## Pointing dataset records
━━━━━━━━━━━━━━━━
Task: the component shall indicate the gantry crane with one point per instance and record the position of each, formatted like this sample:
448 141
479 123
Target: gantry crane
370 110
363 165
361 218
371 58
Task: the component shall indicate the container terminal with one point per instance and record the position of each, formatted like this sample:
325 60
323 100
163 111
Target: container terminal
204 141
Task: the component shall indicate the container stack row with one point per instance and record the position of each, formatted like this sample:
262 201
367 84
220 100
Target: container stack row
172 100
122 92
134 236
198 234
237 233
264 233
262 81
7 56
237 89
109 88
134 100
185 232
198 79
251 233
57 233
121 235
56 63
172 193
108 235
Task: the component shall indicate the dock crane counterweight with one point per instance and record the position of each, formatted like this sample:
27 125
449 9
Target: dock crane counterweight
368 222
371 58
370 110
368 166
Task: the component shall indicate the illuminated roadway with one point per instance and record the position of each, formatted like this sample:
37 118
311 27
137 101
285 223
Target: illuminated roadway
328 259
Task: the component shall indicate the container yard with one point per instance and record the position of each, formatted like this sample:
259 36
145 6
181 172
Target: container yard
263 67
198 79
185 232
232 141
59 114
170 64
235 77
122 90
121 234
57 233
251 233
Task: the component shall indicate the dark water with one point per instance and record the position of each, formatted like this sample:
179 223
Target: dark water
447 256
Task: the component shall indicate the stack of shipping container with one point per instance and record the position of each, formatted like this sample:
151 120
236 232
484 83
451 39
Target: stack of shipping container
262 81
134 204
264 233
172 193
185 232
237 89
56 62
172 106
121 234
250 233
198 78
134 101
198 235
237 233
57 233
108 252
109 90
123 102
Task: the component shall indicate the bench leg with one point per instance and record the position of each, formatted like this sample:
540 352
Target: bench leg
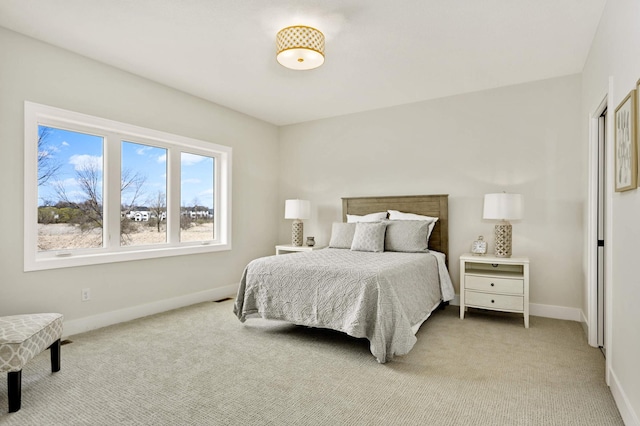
━━━━━━━━━━━━━━━━
## Exercise aim
Write out the records again starting at the line that contains "Task: the component shall indicate the stack" and ending at the end of the records, substituting "cargo container" for "shipping container" and leaving everything else unchanged. Do not include the pictures.

## Final result
Task: the component shall indicate the stack of cargo container with one point per instance and record the position of each, formatted like this sample:
151 120
236 232
484 83
451 39
Target: stack of cargo container
262 81
134 204
264 233
172 193
185 232
237 89
56 62
172 106
121 234
250 233
198 78
134 101
198 235
237 233
57 233
108 252
109 90
123 102
Task: the component shall indicate the bench leg with one point per instance and record the position of each, formatted like this sample:
540 352
Target: bench leg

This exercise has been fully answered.